Task item — Give back, exactly and with nothing else, the lines running from the one that contains "Category: green leaf" to the end of the entries below; do not include pictures.

Data items
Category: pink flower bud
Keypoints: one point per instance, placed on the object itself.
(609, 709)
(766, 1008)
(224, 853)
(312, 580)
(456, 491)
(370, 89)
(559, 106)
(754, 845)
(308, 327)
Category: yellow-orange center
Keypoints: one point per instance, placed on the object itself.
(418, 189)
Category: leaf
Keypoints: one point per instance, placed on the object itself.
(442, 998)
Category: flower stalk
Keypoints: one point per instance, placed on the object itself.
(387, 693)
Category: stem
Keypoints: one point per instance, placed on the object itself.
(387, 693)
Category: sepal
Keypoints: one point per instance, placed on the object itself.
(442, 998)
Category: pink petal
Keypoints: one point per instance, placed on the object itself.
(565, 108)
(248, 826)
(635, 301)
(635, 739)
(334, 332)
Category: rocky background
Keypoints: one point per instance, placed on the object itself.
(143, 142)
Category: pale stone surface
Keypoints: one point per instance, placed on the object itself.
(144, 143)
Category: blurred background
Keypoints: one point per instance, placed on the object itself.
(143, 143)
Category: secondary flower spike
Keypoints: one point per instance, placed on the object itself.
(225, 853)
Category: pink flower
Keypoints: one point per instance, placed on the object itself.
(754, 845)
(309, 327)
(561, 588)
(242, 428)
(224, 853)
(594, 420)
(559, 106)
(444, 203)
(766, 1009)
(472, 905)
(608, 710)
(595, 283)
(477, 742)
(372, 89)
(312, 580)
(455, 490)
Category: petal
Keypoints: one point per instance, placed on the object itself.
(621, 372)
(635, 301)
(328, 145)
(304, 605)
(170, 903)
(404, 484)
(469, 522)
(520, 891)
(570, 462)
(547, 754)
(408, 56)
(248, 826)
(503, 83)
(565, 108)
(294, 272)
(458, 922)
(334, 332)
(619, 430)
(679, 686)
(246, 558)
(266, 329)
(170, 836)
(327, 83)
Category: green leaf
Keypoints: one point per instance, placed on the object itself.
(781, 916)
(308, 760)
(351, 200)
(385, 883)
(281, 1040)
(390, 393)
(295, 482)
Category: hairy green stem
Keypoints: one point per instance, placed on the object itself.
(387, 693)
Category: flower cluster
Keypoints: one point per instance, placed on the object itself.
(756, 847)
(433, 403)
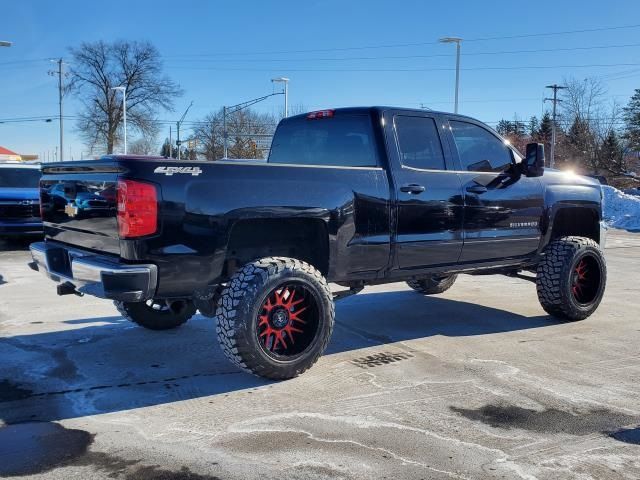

Exercise answer —
Category: green leaf
Keypoints: one point per instance, placed on the object itself.
(781, 916)
(308, 760)
(351, 200)
(385, 883)
(281, 1040)
(390, 393)
(295, 482)
Category: hairy green stem
Keypoints: one point per instance, placed on the object itself.
(387, 693)
Category: flower cluster
Keypoints: one point per instance, placed on the object itself.
(756, 847)
(433, 403)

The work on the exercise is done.